> _TASK STATEMENT_
Write out the full listing exactly as it appears below.

> _EXERCISE INPUTS_
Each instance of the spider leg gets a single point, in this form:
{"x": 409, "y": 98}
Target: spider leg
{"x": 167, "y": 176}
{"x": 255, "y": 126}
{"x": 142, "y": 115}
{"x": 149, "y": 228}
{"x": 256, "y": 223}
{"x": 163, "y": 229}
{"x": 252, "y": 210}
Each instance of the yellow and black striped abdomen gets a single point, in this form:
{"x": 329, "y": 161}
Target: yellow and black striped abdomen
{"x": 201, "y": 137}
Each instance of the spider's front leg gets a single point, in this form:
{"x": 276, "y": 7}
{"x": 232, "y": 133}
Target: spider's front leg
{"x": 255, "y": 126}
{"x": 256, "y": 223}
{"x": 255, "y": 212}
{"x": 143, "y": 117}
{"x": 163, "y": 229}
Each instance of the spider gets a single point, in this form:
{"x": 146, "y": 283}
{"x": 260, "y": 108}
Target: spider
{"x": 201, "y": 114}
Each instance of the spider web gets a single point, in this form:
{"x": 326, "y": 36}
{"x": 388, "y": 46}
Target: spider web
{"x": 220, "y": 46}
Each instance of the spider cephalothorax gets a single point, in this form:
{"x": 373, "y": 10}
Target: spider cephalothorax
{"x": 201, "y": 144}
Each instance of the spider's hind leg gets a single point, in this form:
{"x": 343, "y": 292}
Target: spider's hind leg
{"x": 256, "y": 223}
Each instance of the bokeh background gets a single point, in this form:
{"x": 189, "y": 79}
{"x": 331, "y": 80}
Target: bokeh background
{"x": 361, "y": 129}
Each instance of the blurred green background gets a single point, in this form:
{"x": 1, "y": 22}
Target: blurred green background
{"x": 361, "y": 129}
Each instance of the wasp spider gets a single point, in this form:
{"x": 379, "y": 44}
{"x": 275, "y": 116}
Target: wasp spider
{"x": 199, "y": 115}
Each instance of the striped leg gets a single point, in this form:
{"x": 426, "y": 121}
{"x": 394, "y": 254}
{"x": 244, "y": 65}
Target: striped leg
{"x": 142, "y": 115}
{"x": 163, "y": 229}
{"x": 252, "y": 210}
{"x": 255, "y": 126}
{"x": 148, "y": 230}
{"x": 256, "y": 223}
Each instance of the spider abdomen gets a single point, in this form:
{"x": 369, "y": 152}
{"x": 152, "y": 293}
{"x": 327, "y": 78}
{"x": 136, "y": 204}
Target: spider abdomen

> _SOLUTION FOR THIS TASK_
Each instance of the spider leg gets a single point, in this form:
{"x": 409, "y": 98}
Target: spider leg
{"x": 167, "y": 176}
{"x": 255, "y": 126}
{"x": 142, "y": 115}
{"x": 149, "y": 228}
{"x": 256, "y": 223}
{"x": 163, "y": 229}
{"x": 252, "y": 210}
Each instance of the yellow and black striped abdomen gets a single point, in this form:
{"x": 329, "y": 161}
Target: yellow and black striped abdomen
{"x": 201, "y": 137}
Each instance of the spider's front leg gets a single point, in this form:
{"x": 276, "y": 7}
{"x": 232, "y": 133}
Target: spider's front leg
{"x": 255, "y": 126}
{"x": 256, "y": 223}
{"x": 255, "y": 212}
{"x": 143, "y": 117}
{"x": 163, "y": 229}
Each instance of the spider gets a single point, in this form:
{"x": 146, "y": 283}
{"x": 260, "y": 108}
Target: spider
{"x": 201, "y": 114}
Each instance of the spider web gets a single point, in this form:
{"x": 326, "y": 36}
{"x": 388, "y": 46}
Target: spider web
{"x": 220, "y": 46}
Each instance of the spider cephalothorax gets a single point, in this form:
{"x": 373, "y": 10}
Target: spider cephalothorax
{"x": 201, "y": 144}
Each instance of the spider's hind leg gets a single point, in this form:
{"x": 343, "y": 292}
Target: spider's hind leg
{"x": 256, "y": 223}
Each instance of the bokeh background gets a single point, in this form:
{"x": 189, "y": 79}
{"x": 331, "y": 80}
Target: bokeh background
{"x": 361, "y": 129}
Each instance of the blurred green background gets a single point, in this form:
{"x": 1, "y": 22}
Target: blurred green background
{"x": 361, "y": 129}
Each instance of the wasp spider gets a single point, in this form:
{"x": 379, "y": 44}
{"x": 275, "y": 116}
Target: wasp spider
{"x": 199, "y": 115}
Each instance of the striped leg gets a single point, in this form:
{"x": 426, "y": 121}
{"x": 394, "y": 254}
{"x": 244, "y": 65}
Target: striped leg
{"x": 142, "y": 115}
{"x": 163, "y": 229}
{"x": 252, "y": 210}
{"x": 255, "y": 126}
{"x": 148, "y": 230}
{"x": 256, "y": 223}
Each instance of the spider abdomen gets a single point, in this form:
{"x": 369, "y": 152}
{"x": 152, "y": 293}
{"x": 327, "y": 78}
{"x": 136, "y": 204}
Target: spider abdomen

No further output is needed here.